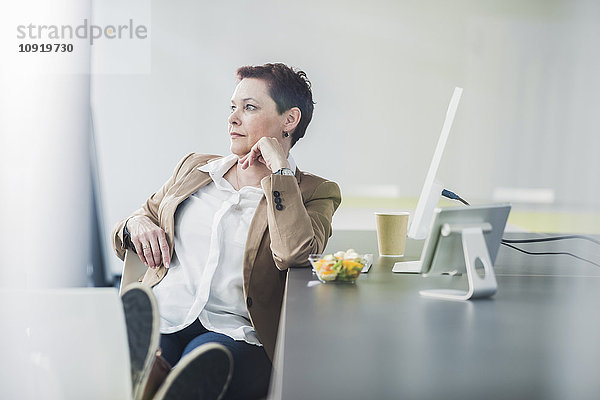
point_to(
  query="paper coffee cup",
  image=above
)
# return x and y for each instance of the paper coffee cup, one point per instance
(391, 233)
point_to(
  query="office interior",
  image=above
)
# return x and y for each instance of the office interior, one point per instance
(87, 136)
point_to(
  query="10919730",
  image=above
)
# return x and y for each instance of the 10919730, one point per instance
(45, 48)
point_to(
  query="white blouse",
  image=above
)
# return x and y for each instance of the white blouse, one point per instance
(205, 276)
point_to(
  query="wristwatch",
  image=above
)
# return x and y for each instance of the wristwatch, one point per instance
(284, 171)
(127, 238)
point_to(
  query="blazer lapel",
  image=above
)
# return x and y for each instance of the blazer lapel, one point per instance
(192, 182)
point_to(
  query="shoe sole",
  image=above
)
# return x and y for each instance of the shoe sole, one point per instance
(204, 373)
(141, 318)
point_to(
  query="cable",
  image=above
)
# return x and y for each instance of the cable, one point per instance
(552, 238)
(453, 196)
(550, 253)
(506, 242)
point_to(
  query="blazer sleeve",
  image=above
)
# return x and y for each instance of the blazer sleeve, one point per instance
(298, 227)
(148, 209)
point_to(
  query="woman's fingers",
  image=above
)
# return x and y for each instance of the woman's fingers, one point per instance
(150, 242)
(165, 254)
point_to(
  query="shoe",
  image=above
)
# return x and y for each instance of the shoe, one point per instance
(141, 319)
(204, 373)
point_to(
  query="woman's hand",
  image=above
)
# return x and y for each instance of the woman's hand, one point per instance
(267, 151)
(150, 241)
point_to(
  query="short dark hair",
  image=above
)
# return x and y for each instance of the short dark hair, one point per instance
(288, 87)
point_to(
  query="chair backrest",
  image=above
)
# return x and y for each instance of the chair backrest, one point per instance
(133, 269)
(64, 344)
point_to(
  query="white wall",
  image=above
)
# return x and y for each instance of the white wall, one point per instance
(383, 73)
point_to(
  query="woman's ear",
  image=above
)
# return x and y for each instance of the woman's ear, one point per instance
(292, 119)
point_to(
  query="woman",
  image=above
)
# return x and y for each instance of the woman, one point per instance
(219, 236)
::::::::::
**What is required:**
Repeat each entry precisely as it appears. Leave the pictures out.

**Response:**
point_to(
  query="paper coffee cup",
  image=above
)
# return x and y for each instance of the paper coffee cup, one point per instance
(391, 233)
point_to(
  query="office interior",
  image=above
)
# return x and y for each instance of the office interior, one point per instance
(87, 136)
point_to(
  query="10919730",
  image=above
)
# return x and y for each instance of the 10919730, one point per instance
(45, 48)
point_to(
  query="white blouse",
  image=above
)
# return x and y for each instance of the white blouse, one point per instance
(205, 276)
point_to(
  query="wristwatch",
  image=above
)
# return x and y for each instance of the wristwatch, one point per instance
(284, 171)
(127, 238)
point_to(
  query="blazer lapel",
  image=above
)
# return x and y for each instance of the blazer lapel, one point per instance
(192, 182)
point_to(
  query="shoe sole",
  image=above
)
# return x and y for each instance of the shoe sole, one point per instance
(204, 373)
(141, 318)
point_to(
  query="cable",
  image=above
)
# return x and y for each instance of the cable, one point per instance
(552, 238)
(453, 196)
(550, 253)
(506, 242)
point_to(
  query="blazer sleeve",
  image=above
)
# return x and y for each instance of the blazer sleeve, one point per instance
(298, 227)
(148, 209)
point_to(
  query="woman's fingers",
  image=above
)
# return x and y for each instance of the woman's fingers, one point per instance
(150, 242)
(165, 254)
point_to(
  query="shoe",
  image=above
)
# return x and y for each instance of the shoe, one point per instance
(141, 319)
(204, 373)
point_to(
  query="woman's hand",
  image=above
)
# return x and y for each instance of the woman's hand, one point per instance
(267, 151)
(150, 241)
point_to(
  query="short dark hair",
  image=above
)
# return x and y for each instance of the short dark hair, one point per instance
(288, 87)
point_to(
  query="chair backrest",
  image=above
)
# return x and y for each instance of the chair backrest, one point per instance
(133, 269)
(64, 344)
point_to(
  query="white wall",
  image=above
)
# return x and y for each instance of the white wall, one point per instance
(383, 73)
point_to(
  query="woman's ear",
  image=above
)
# return x and y for each instance of the woman's ear, one point per instance
(292, 119)
point_to(
  query="woman",
  image=above
)
# return x and y for each instance of the woman, one point per instance
(219, 236)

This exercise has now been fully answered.